§ DO THIS:
Repeat the lines between the one holding "For the evaluation set, point out every instance of the street" and the one holding "point(172, 344)", inclusive, exactly as they appear.

Some records:
⁂
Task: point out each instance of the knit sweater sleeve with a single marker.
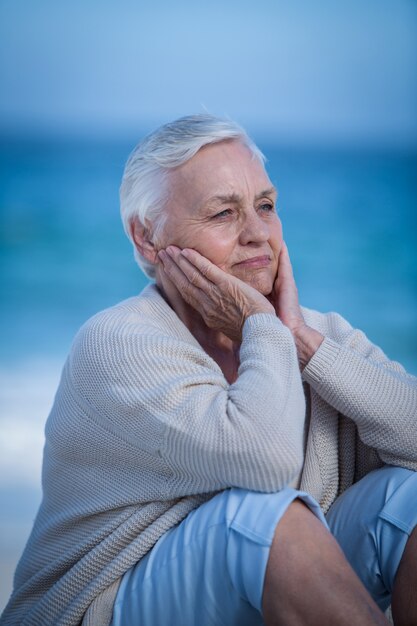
(358, 380)
(168, 398)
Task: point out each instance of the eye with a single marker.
(266, 207)
(222, 214)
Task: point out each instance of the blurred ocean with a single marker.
(350, 222)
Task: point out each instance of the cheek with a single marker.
(217, 249)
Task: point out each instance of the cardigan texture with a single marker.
(145, 428)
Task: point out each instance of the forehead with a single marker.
(220, 168)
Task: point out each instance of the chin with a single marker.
(263, 284)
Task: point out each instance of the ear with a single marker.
(142, 238)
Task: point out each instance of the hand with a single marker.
(223, 301)
(285, 300)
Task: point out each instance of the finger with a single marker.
(285, 271)
(191, 293)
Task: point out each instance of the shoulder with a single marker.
(141, 329)
(145, 314)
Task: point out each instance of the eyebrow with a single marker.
(235, 198)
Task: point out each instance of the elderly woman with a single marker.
(203, 429)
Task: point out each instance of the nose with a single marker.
(254, 229)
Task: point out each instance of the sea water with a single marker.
(349, 219)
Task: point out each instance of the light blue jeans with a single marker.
(209, 570)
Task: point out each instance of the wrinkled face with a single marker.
(222, 204)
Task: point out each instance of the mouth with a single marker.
(255, 262)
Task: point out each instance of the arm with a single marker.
(352, 375)
(165, 395)
(356, 378)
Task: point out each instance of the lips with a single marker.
(255, 262)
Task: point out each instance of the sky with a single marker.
(297, 70)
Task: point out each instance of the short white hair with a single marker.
(144, 188)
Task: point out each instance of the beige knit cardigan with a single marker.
(145, 428)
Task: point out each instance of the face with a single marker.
(222, 204)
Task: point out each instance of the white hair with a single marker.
(144, 188)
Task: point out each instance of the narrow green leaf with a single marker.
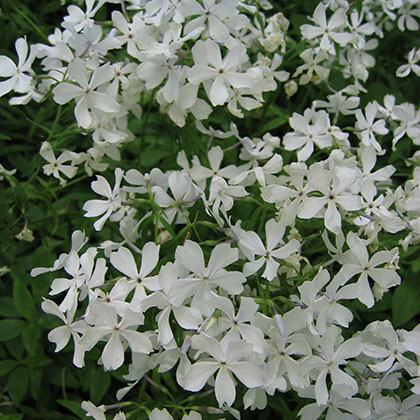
(7, 308)
(12, 417)
(38, 360)
(11, 328)
(18, 384)
(99, 383)
(30, 336)
(7, 366)
(23, 300)
(74, 407)
(405, 302)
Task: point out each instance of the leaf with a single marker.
(405, 302)
(74, 407)
(7, 308)
(30, 337)
(18, 384)
(7, 366)
(35, 379)
(99, 383)
(11, 328)
(274, 123)
(38, 360)
(12, 417)
(23, 300)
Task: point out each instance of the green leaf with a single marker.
(405, 302)
(99, 383)
(12, 417)
(74, 407)
(7, 308)
(11, 328)
(30, 336)
(7, 366)
(23, 300)
(38, 360)
(18, 384)
(35, 379)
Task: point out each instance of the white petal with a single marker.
(247, 373)
(225, 387)
(124, 262)
(191, 257)
(199, 374)
(113, 354)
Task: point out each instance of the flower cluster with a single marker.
(250, 313)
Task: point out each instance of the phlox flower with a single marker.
(333, 186)
(367, 127)
(19, 76)
(204, 279)
(311, 128)
(221, 73)
(333, 353)
(239, 325)
(225, 358)
(61, 335)
(57, 165)
(268, 255)
(84, 92)
(413, 59)
(124, 262)
(357, 262)
(329, 31)
(165, 299)
(116, 331)
(113, 200)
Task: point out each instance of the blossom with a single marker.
(19, 79)
(333, 186)
(204, 279)
(413, 59)
(84, 92)
(57, 165)
(225, 358)
(329, 361)
(356, 261)
(330, 31)
(106, 207)
(222, 73)
(367, 128)
(311, 128)
(269, 254)
(116, 331)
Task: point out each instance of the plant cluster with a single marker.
(234, 261)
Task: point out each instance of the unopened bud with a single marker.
(290, 88)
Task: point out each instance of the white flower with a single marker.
(226, 358)
(115, 331)
(366, 127)
(222, 73)
(269, 254)
(61, 335)
(205, 279)
(333, 353)
(331, 31)
(310, 128)
(356, 261)
(124, 262)
(113, 199)
(413, 58)
(333, 186)
(57, 165)
(19, 79)
(84, 91)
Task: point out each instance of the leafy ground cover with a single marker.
(209, 209)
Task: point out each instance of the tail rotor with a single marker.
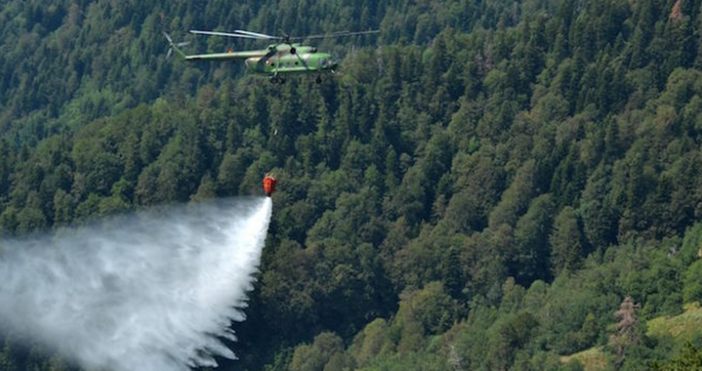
(173, 45)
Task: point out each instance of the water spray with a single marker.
(154, 291)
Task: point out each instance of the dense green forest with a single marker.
(486, 185)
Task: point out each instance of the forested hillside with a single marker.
(484, 186)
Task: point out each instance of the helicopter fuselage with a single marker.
(291, 59)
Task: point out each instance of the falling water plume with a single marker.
(151, 291)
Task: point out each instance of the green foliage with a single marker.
(480, 189)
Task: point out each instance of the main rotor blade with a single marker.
(257, 35)
(228, 34)
(334, 34)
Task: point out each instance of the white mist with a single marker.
(150, 291)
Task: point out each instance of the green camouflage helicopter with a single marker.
(278, 60)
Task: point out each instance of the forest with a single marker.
(484, 185)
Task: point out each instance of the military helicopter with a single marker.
(278, 60)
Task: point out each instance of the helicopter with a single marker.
(283, 58)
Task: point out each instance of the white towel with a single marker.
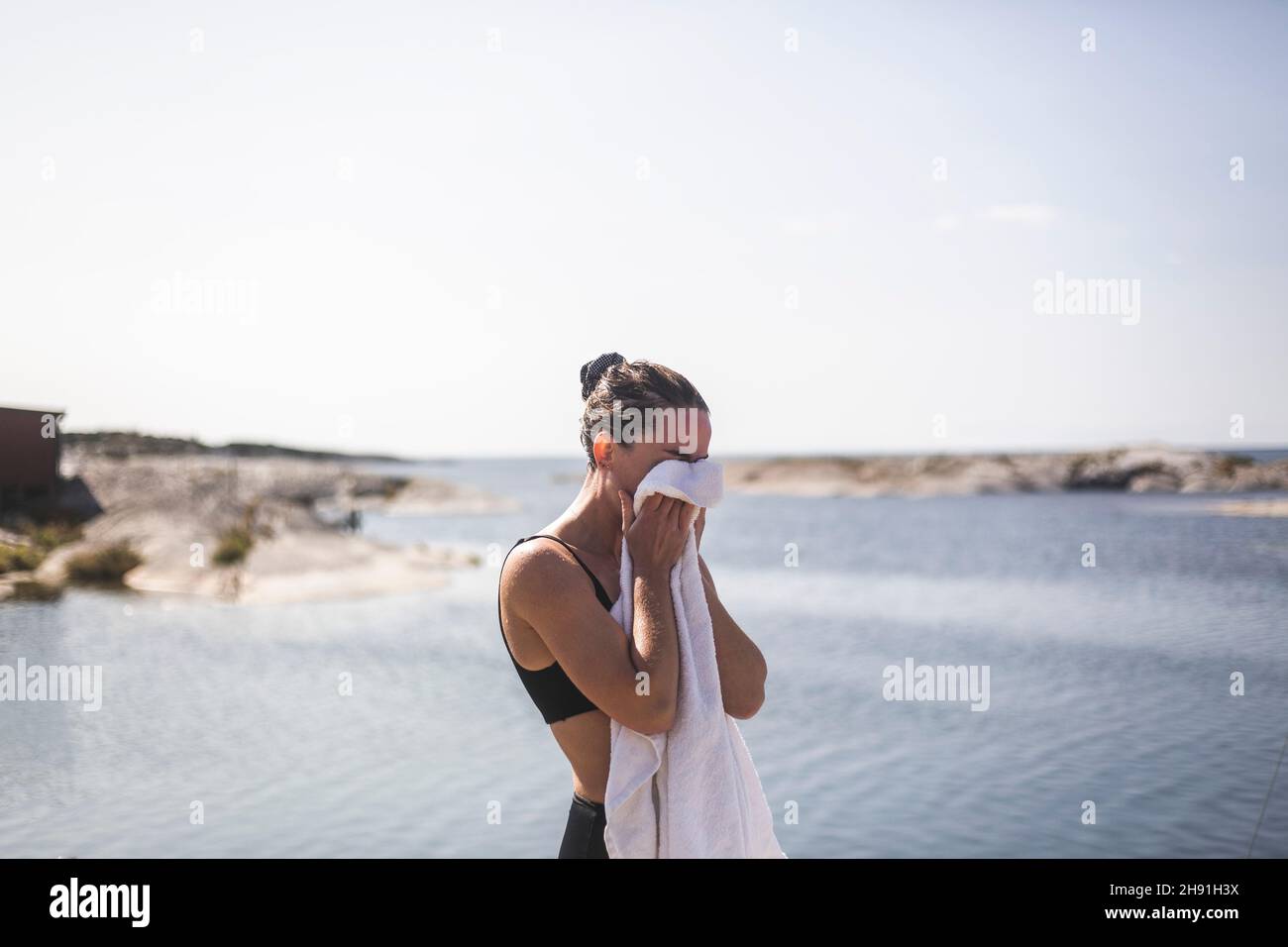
(692, 791)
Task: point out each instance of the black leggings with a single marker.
(584, 836)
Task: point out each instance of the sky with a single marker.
(403, 227)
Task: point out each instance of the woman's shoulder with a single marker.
(536, 562)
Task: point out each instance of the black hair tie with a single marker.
(592, 371)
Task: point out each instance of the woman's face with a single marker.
(690, 440)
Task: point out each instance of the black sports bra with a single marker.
(550, 688)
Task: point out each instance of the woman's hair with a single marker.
(610, 380)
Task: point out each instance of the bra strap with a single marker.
(599, 587)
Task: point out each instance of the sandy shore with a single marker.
(1250, 508)
(174, 510)
(1131, 470)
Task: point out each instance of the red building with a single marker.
(30, 453)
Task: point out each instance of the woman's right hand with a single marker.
(656, 538)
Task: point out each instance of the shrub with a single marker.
(20, 558)
(235, 545)
(103, 566)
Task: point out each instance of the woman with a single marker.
(557, 589)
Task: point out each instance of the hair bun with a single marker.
(593, 369)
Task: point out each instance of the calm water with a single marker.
(1107, 684)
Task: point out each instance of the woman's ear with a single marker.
(604, 450)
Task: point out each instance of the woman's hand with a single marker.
(656, 538)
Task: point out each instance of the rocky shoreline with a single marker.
(248, 528)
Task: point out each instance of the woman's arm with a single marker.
(742, 667)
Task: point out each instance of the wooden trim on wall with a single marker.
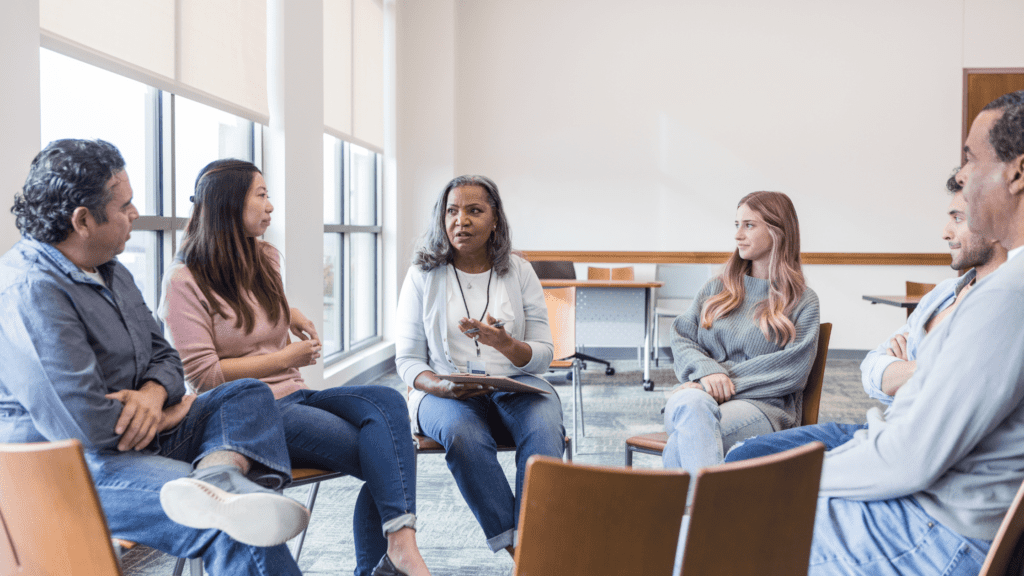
(830, 258)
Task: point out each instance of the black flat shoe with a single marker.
(386, 568)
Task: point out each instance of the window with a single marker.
(164, 138)
(351, 247)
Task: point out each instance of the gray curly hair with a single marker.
(435, 249)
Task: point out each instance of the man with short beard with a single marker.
(891, 365)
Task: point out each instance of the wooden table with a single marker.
(908, 302)
(606, 313)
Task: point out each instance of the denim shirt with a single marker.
(66, 341)
(878, 360)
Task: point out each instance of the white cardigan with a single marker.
(421, 341)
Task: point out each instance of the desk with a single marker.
(908, 302)
(613, 313)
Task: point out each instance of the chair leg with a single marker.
(578, 383)
(310, 501)
(657, 340)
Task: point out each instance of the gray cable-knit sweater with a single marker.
(768, 376)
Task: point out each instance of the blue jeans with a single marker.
(363, 432)
(829, 434)
(470, 430)
(889, 538)
(129, 483)
(700, 429)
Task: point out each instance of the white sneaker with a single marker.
(220, 497)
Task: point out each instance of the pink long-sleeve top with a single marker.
(203, 339)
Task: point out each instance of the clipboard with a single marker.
(502, 383)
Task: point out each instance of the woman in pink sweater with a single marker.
(225, 310)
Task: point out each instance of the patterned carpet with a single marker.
(449, 536)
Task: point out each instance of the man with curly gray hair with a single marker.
(84, 359)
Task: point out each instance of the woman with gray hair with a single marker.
(469, 304)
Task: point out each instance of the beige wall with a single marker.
(638, 126)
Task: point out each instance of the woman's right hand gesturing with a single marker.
(300, 354)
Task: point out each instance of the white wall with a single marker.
(18, 106)
(638, 126)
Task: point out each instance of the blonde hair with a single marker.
(785, 277)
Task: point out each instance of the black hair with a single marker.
(1007, 135)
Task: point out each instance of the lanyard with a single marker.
(486, 303)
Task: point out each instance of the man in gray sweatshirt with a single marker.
(923, 489)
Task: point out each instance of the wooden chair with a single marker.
(561, 317)
(1006, 556)
(654, 443)
(755, 517)
(622, 522)
(50, 515)
(625, 273)
(300, 477)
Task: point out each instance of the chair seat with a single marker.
(655, 441)
(426, 445)
(302, 477)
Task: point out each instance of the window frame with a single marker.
(342, 188)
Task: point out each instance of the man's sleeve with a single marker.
(873, 367)
(970, 377)
(50, 368)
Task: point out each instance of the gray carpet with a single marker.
(450, 539)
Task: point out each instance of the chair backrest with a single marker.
(1006, 556)
(918, 288)
(625, 273)
(621, 521)
(682, 281)
(561, 317)
(755, 517)
(815, 379)
(554, 270)
(50, 513)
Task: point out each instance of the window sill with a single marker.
(348, 369)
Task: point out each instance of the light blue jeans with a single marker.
(883, 537)
(700, 429)
(829, 434)
(889, 538)
(363, 432)
(129, 483)
(470, 430)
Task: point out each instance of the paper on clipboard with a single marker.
(502, 383)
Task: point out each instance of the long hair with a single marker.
(435, 249)
(222, 259)
(785, 277)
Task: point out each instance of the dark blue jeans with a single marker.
(363, 432)
(470, 430)
(129, 483)
(829, 434)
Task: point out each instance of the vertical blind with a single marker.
(213, 51)
(353, 70)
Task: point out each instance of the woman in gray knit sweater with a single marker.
(743, 348)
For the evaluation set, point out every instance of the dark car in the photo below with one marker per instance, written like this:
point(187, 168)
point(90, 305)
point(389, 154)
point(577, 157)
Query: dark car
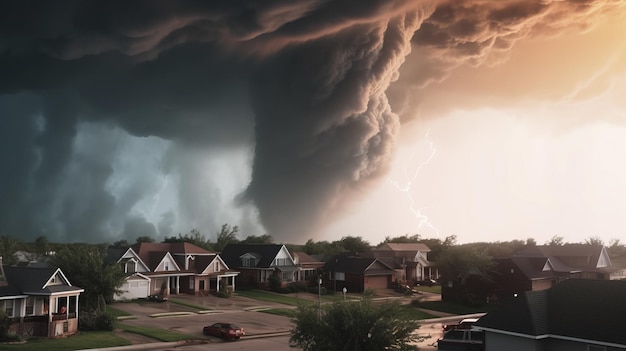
point(466, 323)
point(426, 282)
point(224, 331)
point(156, 298)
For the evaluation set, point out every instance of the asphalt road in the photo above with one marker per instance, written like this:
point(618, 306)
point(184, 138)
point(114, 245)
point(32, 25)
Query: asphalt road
point(261, 328)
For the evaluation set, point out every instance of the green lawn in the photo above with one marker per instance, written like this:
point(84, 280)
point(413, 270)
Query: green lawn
point(436, 289)
point(286, 312)
point(117, 312)
point(272, 297)
point(454, 308)
point(84, 340)
point(189, 304)
point(156, 333)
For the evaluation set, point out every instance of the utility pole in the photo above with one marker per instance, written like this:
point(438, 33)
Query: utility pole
point(319, 296)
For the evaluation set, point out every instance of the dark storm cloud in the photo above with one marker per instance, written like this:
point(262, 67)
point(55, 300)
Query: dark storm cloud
point(303, 83)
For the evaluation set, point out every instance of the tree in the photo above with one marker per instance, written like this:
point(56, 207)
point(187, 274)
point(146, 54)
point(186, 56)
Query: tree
point(227, 235)
point(261, 239)
point(468, 270)
point(85, 266)
point(8, 246)
point(144, 239)
point(402, 239)
point(41, 244)
point(359, 326)
point(194, 237)
point(556, 241)
point(354, 244)
point(594, 240)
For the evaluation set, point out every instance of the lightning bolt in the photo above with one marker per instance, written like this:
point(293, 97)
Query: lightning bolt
point(422, 218)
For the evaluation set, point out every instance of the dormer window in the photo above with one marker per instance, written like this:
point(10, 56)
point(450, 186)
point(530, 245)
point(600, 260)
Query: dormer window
point(249, 262)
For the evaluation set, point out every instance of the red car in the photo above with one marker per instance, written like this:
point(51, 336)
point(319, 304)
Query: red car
point(224, 331)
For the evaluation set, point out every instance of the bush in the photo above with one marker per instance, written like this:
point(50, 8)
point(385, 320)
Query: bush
point(275, 282)
point(297, 287)
point(92, 320)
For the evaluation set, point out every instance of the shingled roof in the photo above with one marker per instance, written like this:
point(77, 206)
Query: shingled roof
point(581, 309)
point(264, 252)
point(33, 281)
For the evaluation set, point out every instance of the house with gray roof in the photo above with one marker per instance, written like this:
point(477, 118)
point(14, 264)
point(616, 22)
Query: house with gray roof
point(357, 274)
point(410, 260)
point(258, 262)
point(542, 267)
point(39, 301)
point(575, 315)
point(170, 269)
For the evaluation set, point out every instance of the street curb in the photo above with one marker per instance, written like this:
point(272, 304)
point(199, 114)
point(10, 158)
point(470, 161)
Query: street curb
point(172, 344)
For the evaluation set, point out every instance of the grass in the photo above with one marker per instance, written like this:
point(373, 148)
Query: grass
point(83, 340)
point(454, 308)
point(436, 289)
point(285, 312)
point(189, 304)
point(156, 333)
point(272, 297)
point(116, 312)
⁂
§ RESULT FOR THIS EXERCISE:
For the evaluation set, point out every instance of the street curb in the photo above with one marker per instance, written like this:
point(272, 304)
point(199, 114)
point(10, 158)
point(470, 161)
Query: street curb
point(172, 344)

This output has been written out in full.